- _Task requirements_: Check every line below for the word "stream" and copy each one that has it.

Stored records

• • • •

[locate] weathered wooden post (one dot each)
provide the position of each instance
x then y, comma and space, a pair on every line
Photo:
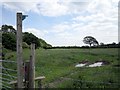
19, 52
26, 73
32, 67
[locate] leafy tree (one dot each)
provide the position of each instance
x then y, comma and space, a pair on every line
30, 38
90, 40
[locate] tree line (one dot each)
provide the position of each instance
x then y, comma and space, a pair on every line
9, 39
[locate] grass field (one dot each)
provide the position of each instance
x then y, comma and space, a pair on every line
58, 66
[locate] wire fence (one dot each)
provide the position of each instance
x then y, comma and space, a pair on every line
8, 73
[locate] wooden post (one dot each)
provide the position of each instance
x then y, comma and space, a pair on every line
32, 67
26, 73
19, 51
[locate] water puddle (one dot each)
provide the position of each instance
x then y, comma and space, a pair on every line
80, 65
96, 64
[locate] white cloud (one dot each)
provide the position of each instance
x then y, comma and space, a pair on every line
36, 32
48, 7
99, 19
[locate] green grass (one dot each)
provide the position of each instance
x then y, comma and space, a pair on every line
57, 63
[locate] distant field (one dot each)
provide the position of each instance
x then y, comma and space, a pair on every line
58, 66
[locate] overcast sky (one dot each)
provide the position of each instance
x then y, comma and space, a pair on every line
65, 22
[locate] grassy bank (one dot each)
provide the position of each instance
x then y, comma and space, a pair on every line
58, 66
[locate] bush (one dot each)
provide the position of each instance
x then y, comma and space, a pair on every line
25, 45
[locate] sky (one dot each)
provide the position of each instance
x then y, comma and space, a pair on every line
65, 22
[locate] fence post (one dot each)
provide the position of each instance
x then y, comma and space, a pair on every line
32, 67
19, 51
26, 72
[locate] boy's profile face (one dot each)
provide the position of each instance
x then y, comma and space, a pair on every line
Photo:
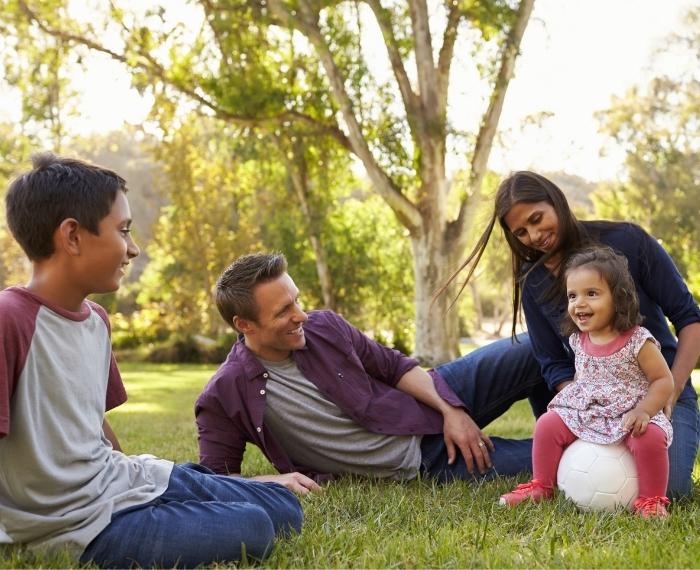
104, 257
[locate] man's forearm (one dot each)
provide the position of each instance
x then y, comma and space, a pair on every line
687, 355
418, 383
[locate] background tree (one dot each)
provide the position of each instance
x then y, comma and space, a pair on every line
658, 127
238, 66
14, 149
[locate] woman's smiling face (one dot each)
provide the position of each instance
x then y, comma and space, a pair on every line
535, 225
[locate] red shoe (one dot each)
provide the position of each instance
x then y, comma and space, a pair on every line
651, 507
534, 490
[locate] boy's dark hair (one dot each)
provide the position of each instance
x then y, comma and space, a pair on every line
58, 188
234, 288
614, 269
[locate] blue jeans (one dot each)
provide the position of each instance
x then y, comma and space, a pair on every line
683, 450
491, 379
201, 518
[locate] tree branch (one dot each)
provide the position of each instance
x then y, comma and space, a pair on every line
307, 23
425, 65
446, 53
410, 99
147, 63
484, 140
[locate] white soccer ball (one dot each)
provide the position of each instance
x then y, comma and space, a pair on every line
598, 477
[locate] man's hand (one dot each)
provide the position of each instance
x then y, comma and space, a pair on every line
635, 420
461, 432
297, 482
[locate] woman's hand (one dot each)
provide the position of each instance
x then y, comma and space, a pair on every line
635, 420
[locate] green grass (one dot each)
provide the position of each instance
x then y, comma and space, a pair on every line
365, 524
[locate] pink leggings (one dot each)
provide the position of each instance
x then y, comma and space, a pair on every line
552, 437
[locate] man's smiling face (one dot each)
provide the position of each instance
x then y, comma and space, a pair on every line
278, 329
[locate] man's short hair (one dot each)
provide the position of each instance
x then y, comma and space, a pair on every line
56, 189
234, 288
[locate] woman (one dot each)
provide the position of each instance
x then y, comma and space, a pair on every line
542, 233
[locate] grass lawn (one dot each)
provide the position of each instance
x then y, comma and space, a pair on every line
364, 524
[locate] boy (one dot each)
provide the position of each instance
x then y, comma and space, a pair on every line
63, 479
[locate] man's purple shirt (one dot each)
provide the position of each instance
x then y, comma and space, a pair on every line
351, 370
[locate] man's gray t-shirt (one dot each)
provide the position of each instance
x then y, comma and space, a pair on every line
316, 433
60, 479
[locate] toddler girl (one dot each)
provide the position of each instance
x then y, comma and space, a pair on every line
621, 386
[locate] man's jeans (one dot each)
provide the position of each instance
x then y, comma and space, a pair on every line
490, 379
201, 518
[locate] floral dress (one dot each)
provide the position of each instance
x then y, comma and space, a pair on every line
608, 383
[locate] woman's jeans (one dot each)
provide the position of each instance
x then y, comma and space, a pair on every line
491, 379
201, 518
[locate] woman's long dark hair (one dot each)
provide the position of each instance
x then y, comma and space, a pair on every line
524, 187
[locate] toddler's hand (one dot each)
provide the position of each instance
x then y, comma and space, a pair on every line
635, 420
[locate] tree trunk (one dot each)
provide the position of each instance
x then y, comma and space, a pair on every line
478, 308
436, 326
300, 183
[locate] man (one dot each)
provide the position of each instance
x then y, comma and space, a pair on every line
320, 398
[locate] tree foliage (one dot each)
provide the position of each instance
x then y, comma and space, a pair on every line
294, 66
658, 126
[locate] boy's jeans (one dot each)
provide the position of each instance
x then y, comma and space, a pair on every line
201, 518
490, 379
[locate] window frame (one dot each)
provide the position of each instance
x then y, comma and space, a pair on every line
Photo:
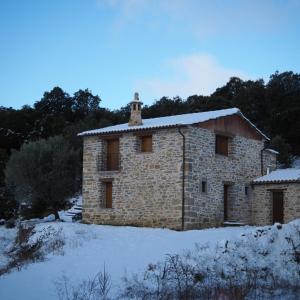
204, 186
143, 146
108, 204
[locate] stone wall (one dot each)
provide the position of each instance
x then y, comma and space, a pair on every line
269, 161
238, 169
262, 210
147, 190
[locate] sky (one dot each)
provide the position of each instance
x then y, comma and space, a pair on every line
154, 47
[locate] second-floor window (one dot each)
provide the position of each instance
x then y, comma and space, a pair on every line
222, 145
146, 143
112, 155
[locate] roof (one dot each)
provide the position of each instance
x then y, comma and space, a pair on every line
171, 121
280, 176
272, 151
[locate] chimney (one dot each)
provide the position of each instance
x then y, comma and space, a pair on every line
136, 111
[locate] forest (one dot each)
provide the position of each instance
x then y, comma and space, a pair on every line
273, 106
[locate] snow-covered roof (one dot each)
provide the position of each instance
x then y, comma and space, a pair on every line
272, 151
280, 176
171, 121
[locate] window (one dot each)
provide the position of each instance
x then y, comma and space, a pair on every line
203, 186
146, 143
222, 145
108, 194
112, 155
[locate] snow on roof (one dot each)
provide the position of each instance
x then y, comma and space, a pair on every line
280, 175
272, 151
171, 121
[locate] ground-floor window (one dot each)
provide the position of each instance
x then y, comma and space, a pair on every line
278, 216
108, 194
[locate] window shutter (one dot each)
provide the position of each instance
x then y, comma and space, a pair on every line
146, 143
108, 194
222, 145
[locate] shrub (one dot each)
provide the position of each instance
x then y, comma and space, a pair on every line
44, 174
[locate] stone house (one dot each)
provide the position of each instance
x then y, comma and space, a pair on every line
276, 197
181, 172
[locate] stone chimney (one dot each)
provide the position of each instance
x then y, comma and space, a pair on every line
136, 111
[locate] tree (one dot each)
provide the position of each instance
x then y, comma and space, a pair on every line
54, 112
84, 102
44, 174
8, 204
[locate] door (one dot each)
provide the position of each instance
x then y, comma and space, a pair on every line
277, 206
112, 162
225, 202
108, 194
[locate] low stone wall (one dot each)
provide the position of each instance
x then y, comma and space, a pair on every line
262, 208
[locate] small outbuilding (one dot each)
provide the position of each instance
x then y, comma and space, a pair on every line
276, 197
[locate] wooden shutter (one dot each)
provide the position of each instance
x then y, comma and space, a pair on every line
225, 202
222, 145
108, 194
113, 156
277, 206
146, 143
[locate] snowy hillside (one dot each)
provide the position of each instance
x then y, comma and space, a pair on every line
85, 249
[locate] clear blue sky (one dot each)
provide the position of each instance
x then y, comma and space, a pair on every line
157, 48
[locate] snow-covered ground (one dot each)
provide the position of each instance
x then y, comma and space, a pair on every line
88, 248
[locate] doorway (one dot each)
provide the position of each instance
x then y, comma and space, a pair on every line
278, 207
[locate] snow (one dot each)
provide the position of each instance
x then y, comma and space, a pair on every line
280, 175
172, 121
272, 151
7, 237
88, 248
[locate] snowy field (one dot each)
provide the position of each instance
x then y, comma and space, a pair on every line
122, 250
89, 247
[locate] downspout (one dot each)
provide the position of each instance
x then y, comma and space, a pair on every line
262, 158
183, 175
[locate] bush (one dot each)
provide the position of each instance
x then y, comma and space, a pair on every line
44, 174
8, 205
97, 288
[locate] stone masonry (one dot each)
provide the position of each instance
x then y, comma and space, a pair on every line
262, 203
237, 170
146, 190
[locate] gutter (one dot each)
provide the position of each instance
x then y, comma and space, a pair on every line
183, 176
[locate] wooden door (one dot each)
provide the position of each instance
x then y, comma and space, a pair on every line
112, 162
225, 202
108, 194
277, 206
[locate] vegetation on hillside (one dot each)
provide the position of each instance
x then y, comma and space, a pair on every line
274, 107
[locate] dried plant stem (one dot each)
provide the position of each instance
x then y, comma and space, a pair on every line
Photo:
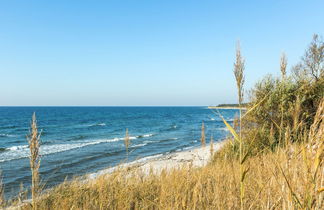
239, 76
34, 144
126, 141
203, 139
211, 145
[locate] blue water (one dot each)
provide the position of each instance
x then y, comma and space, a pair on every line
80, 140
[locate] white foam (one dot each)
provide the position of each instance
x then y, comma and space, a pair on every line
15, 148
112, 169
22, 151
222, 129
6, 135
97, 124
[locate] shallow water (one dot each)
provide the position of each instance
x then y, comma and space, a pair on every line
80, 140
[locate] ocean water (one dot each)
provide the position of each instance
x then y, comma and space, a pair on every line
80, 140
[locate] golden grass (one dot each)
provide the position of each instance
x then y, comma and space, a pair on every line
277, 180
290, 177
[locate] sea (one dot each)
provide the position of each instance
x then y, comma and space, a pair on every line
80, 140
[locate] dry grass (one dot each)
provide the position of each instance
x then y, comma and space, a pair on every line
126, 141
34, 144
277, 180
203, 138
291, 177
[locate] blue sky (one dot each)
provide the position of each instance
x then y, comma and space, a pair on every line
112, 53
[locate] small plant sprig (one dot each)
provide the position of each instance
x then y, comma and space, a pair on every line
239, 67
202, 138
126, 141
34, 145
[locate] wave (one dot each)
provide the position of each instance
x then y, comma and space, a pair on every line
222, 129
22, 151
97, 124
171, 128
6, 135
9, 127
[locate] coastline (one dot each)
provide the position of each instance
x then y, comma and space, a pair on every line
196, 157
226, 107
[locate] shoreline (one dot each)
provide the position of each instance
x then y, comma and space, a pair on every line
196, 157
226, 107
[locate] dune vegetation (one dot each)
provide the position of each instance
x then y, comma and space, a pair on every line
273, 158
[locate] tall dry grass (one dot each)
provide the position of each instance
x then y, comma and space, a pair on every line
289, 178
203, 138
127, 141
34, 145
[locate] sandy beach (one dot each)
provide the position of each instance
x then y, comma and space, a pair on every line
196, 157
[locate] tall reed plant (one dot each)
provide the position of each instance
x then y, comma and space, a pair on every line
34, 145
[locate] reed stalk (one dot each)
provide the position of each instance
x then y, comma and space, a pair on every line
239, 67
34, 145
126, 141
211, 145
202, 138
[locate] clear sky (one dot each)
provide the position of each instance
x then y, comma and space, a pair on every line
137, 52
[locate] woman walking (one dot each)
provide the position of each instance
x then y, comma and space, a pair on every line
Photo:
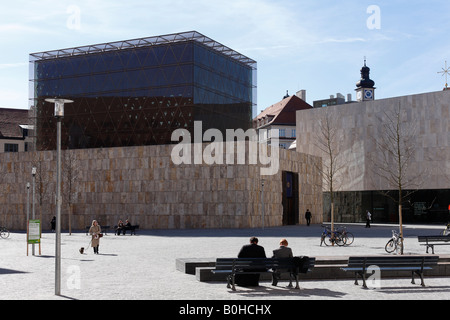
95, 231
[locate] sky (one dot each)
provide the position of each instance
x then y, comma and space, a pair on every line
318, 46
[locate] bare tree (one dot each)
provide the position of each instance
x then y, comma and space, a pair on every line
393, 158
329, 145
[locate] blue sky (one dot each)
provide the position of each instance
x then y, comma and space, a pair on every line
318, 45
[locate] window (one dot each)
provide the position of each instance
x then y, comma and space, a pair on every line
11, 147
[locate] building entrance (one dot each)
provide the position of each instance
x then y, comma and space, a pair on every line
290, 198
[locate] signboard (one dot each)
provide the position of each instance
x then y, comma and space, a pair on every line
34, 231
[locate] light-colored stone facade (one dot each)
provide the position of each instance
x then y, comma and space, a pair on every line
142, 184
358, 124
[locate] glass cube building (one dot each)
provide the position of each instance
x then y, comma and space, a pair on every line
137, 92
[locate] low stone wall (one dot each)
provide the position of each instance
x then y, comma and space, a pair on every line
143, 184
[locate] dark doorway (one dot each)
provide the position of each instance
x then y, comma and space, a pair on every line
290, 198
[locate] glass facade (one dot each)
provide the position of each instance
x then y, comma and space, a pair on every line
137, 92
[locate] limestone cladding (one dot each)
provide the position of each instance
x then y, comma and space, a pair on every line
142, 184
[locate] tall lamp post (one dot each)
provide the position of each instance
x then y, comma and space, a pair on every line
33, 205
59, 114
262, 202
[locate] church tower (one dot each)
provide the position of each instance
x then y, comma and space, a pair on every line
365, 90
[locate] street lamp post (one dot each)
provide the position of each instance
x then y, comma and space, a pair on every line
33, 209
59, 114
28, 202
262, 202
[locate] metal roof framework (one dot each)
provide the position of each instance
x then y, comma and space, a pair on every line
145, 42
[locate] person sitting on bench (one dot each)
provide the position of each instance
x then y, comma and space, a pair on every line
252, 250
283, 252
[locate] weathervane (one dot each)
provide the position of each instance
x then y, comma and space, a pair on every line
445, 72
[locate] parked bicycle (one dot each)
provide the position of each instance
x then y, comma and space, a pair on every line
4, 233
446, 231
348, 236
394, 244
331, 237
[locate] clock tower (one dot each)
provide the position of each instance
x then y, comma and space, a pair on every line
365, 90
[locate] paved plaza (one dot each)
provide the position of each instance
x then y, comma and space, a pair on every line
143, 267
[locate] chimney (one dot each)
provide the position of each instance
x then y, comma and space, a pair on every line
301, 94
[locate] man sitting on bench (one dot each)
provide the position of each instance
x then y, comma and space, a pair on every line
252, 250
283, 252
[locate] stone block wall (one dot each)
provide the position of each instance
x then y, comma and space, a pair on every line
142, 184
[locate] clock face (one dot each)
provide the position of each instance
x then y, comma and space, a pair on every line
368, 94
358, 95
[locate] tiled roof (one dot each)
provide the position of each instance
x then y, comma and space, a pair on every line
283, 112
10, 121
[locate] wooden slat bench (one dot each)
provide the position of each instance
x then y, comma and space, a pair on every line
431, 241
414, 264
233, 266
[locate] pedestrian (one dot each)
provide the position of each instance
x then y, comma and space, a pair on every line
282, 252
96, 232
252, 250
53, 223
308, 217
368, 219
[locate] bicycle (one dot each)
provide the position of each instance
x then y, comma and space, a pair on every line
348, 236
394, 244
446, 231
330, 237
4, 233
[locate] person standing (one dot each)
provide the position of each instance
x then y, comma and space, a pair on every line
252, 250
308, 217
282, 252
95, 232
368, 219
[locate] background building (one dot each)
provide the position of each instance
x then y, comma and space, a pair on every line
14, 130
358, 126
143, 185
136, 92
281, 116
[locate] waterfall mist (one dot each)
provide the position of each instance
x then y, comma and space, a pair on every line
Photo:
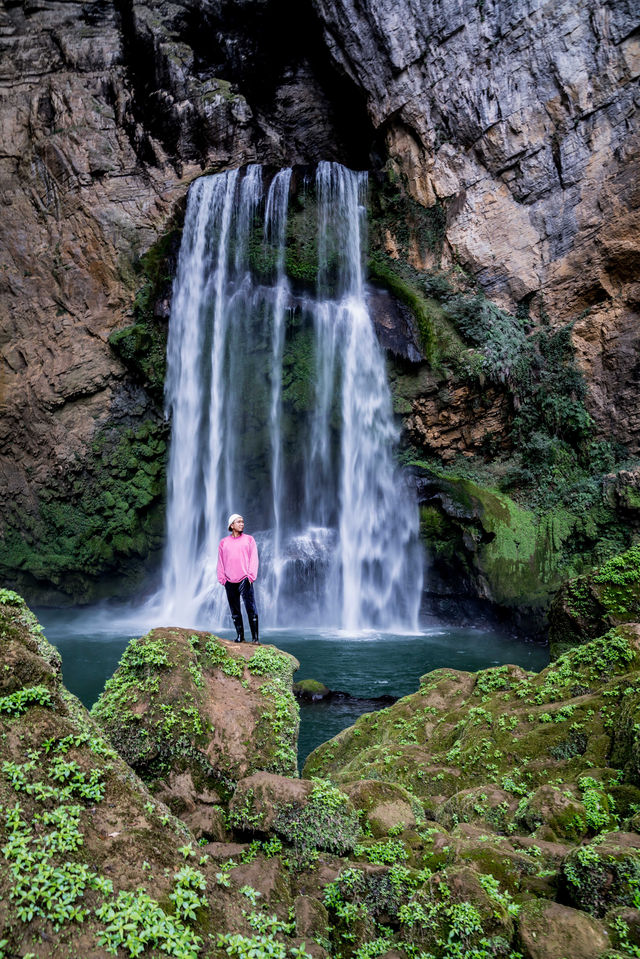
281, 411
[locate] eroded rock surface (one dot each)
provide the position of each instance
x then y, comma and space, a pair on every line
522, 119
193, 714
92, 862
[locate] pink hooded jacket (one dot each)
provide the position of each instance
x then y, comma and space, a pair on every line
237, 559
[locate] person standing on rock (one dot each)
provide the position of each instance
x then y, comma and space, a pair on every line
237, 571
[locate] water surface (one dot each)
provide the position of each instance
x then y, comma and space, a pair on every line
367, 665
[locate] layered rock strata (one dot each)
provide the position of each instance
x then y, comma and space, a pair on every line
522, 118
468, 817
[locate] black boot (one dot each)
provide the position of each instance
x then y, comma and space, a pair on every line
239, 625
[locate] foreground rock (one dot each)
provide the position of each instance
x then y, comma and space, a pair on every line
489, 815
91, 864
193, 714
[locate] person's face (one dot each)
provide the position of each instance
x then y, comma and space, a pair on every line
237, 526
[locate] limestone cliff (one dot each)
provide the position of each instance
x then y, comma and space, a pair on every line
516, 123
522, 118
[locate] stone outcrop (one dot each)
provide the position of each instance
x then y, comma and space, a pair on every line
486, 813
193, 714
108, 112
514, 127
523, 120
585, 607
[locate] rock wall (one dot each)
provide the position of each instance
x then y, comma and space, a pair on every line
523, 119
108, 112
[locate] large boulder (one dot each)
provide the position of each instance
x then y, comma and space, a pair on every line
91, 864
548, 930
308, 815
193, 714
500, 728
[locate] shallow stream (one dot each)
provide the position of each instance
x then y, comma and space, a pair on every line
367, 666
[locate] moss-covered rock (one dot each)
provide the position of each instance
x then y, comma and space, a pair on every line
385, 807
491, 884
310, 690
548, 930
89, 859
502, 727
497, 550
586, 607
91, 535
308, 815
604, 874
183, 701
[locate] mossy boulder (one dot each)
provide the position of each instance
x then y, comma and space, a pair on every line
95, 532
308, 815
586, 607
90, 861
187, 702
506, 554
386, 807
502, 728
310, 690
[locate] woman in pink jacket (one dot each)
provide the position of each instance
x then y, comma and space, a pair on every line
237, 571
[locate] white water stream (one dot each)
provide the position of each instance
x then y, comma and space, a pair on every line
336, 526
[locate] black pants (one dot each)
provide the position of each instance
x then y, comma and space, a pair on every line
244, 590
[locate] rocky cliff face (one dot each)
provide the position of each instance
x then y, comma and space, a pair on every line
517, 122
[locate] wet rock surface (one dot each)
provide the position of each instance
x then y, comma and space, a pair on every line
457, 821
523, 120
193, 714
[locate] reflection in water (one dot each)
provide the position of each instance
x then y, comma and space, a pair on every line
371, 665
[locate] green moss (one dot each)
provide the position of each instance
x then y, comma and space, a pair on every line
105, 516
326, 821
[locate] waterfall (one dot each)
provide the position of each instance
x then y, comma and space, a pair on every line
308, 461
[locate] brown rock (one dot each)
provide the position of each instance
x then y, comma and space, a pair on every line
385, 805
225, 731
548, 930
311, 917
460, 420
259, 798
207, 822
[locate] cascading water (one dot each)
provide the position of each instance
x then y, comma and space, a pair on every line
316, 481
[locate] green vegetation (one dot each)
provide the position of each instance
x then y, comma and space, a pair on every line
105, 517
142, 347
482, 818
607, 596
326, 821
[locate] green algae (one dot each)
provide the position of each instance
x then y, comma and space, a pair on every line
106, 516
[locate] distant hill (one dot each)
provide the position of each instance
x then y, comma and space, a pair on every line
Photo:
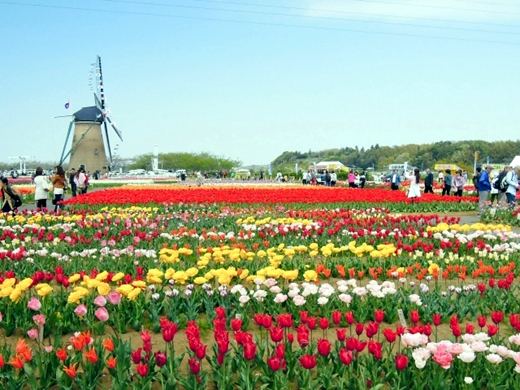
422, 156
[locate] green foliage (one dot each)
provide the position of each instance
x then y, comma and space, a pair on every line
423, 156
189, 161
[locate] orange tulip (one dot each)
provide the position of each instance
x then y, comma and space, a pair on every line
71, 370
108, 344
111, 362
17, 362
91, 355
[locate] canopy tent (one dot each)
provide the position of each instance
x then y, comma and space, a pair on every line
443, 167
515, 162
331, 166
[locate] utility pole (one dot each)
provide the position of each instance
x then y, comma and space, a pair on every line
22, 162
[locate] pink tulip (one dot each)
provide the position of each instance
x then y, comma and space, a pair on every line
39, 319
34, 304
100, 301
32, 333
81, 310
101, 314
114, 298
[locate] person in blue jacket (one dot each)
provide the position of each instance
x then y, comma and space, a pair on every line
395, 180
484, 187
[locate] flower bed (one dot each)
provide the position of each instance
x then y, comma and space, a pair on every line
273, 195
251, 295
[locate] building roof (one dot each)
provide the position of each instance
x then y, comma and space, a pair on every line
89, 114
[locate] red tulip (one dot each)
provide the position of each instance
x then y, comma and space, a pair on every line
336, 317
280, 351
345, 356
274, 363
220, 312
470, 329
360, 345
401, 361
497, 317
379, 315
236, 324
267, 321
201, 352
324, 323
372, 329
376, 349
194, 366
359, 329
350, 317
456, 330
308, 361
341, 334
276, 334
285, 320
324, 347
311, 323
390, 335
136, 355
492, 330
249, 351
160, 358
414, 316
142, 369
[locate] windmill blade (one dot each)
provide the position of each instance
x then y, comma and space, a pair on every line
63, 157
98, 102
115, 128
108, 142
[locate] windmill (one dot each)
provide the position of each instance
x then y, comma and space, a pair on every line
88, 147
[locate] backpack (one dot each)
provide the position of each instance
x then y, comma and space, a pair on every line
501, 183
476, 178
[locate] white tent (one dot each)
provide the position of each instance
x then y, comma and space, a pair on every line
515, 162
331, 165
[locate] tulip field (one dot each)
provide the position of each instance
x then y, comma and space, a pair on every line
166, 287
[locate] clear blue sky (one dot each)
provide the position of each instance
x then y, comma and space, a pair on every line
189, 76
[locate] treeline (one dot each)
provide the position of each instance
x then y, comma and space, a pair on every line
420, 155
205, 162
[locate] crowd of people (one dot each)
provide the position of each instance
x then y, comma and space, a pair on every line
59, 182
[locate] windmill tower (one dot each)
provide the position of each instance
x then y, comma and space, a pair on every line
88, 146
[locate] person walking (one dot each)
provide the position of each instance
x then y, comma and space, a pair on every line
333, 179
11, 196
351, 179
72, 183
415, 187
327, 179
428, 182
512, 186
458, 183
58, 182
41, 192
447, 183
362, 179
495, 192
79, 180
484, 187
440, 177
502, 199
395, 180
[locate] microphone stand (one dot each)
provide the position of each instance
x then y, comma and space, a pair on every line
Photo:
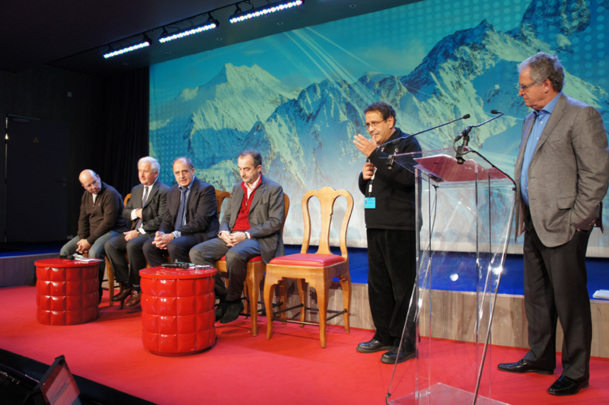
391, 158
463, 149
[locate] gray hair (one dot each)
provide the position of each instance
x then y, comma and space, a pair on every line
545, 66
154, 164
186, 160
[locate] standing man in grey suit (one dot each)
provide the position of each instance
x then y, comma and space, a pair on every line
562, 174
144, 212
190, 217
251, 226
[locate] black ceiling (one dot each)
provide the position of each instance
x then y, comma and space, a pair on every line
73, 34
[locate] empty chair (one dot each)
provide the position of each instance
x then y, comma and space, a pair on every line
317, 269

• • • •

- _Solution below_:
[locate] shallow stream (one dot each)
[locate] white water stream (one dot each)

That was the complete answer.